:: TASK DIRECTIONS ::
Output the whole listing below. Keep it exact.

:: INPUT MATERIAL ::

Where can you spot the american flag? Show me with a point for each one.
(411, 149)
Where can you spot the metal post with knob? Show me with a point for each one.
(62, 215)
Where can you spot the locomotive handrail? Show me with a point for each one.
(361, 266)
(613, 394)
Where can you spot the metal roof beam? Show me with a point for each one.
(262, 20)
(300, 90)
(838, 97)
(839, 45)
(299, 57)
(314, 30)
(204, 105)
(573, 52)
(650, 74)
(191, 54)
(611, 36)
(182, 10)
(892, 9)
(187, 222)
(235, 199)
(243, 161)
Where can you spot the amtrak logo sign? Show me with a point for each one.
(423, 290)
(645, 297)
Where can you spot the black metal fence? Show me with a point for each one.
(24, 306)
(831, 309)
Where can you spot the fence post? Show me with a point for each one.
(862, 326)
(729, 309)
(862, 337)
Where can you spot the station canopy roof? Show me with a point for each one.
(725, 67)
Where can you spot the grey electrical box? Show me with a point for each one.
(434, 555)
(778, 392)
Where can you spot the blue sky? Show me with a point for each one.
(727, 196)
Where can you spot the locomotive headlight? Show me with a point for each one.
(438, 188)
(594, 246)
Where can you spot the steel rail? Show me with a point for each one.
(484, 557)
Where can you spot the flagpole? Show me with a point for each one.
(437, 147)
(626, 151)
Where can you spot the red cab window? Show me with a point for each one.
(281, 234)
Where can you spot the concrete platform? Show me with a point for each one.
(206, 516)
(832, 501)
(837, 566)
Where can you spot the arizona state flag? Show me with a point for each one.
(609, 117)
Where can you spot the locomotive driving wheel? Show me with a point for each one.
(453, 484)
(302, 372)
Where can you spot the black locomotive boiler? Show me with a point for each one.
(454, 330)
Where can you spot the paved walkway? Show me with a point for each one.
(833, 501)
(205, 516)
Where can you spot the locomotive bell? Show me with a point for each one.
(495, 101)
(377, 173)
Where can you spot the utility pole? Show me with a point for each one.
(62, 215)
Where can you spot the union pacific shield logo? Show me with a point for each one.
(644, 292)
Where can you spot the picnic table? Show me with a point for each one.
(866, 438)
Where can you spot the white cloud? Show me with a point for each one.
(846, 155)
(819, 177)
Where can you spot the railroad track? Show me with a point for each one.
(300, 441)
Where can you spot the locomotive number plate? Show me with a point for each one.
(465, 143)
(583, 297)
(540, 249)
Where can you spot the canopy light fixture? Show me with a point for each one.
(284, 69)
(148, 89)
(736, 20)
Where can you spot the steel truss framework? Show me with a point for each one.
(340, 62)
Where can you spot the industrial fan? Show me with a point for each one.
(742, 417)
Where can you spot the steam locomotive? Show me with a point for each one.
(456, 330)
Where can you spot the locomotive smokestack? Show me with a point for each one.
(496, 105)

:: REPLY ::
Where can you spot the american flag? Show me with a point for each one.
(411, 149)
Where can you spot the metal post with knob? Show me with a point for each one.
(62, 215)
Where can you spot the locomotive handrail? Show me with a point for each one.
(361, 266)
(613, 394)
Where can you spot the metal roof beam? Show me with a point for each one.
(262, 20)
(300, 90)
(838, 97)
(839, 45)
(299, 57)
(314, 30)
(204, 105)
(573, 52)
(650, 74)
(191, 54)
(611, 36)
(182, 10)
(892, 9)
(187, 222)
(235, 199)
(243, 161)
Where can you spot the amtrak logo sign? Show me with a point for each one.
(423, 290)
(645, 297)
Where can you spot the black metal fence? Show me with a point for each one.
(24, 306)
(831, 309)
Where can you spot the fence post? Show me with a point for each one.
(862, 326)
(729, 309)
(862, 337)
Where can you spot the station canopy roof? Show me with a point for each one.
(725, 67)
Where can you spot the grey electrical box? Show me with a point for each one.
(434, 555)
(778, 392)
Where can you spot the blue sky? Show me with a point for each one.
(727, 196)
Where can you spot the locomotive headlight? Show me with a point for each one.
(438, 188)
(594, 246)
Where can you spot the steel rail? Show me with a point for each one.
(484, 557)
Where can you spot the flagpole? Show me with a point for each one.
(437, 147)
(626, 151)
Where can you spot the red cab window? Show me with a point for each one.
(281, 234)
Where can you spot the concrete platform? Show me with a point for each one.
(206, 516)
(832, 501)
(837, 566)
Where can you spot the arizona state flag? Show me with a point for each one.
(609, 117)
Where can you spot the locomotive driving wheel? Show me with a point for each one.
(453, 484)
(302, 372)
Where can you spot the black locomotive boiler? Show me with a point for each one.
(454, 330)
Where can you spot the paved walkway? Show me with a point for each one.
(833, 501)
(205, 516)
Where can you spot the locomotive bell? Show me with a point for each one.
(495, 101)
(377, 173)
Where can you spot the utility pole? Show me with a point for each one.
(62, 215)
Where can you spot the union pacific shield logo? Show me with a point for each one.
(644, 292)
Where can you spot the picnic table? Show me with a point for each one.
(866, 438)
Where can you spot the white cloud? Show me with a point for each one.
(846, 155)
(819, 177)
Where can you spot the railroad track? Show me with a point for each one.
(300, 441)
Where can you spot the locomotive number plate? Show me with a point for each one.
(465, 143)
(583, 297)
(540, 249)
Where can you spot the canopy light fixture? Show me with a point for each one.
(284, 69)
(148, 89)
(736, 20)
Where can you spot the steel truss framework? Show me with a point for each one.
(340, 62)
Where can you spot the industrial fan? Show me with a point for each one.
(742, 417)
Where can you spot the steam locomotive? Show me with a point for each one.
(456, 330)
Where can you spot the locomotive smokestack? Show me with a point for each one.
(496, 105)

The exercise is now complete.